======== GIVEN PASSAGE
According to a study, “Competition, strategy, technology and people: The challenges facing PR,” the explosion of information technology has obvious impacts on the world of PR. “Segmentation of the media, including cable television, interactive software and the growing use of direct mail, has clear implications in terms of the application of PR and the greater range of skills required by PR practitioners.”

The study proposed “creating new areas of the PR function such as infomercials and advertorials which broaden the scope of the industry, resulting in industry growth and a swiftly changing, ever more complex operating environment.”


Other industries such as marketing and advertising have already embraced the realities of a global audience, the digital technology, and new roles. The latter has put PR in a gray area with marketing and or advertising as PR is still thinking inside the box in terms of approaches and strategy. Where audience engagement requires innovative thinking and creative strategies, marketing or advertising has recreated a box where PR is part of the package.
================
======== GIVEN ENTRIES
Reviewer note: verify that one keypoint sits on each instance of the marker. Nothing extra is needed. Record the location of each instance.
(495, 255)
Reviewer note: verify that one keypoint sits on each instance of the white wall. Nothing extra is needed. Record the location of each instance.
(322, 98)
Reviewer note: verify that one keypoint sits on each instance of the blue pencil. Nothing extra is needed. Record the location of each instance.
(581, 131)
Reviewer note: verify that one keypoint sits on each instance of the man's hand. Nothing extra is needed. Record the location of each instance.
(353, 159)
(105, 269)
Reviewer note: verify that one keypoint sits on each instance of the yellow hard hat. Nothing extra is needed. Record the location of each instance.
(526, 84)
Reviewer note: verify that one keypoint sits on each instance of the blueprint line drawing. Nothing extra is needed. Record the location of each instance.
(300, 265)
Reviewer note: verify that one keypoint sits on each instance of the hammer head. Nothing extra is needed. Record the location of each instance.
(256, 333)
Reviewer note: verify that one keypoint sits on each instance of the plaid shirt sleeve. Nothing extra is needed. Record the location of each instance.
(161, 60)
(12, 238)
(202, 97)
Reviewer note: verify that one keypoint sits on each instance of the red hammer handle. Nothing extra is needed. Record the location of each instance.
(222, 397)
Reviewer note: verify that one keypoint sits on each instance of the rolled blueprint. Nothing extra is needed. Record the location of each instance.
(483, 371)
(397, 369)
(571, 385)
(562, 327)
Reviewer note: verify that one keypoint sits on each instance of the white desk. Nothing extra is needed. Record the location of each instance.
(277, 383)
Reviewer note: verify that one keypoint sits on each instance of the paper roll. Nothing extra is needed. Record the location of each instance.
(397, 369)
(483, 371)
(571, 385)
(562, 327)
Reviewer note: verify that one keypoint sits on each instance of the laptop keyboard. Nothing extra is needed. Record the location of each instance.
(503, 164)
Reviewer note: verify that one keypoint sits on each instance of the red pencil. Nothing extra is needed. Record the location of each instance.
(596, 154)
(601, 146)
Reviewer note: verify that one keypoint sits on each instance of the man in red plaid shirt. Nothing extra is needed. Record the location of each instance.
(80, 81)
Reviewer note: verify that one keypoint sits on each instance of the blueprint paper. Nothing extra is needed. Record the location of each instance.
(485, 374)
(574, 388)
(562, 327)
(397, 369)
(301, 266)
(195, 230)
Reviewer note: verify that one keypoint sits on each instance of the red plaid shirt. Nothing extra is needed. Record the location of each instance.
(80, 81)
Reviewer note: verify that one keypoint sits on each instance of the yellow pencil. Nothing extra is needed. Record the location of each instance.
================
> **ACTIVITY**
Transcribe the part of the passage on public relations that opens with the words containing "The study proposed" and closes with "of the package.".

> **TASK OUTPUT**
The study proposed “creating new areas of the PR function such as infomercials and advertorials which broaden the scope of the industry, resulting in industry growth and a swiftly changing, ever more complex operating environment.”


Other industries such as marketing and advertising have already embraced the realities of a global audience, the digital technology, and new roles. The latter has put PR in a gray area with marketing and or advertising as PR is still thinking inside the box in terms of approaches and strategy. Where audience engagement requires innovative thinking and creative strategies, marketing or advertising has recreated a box where PR is part of the package.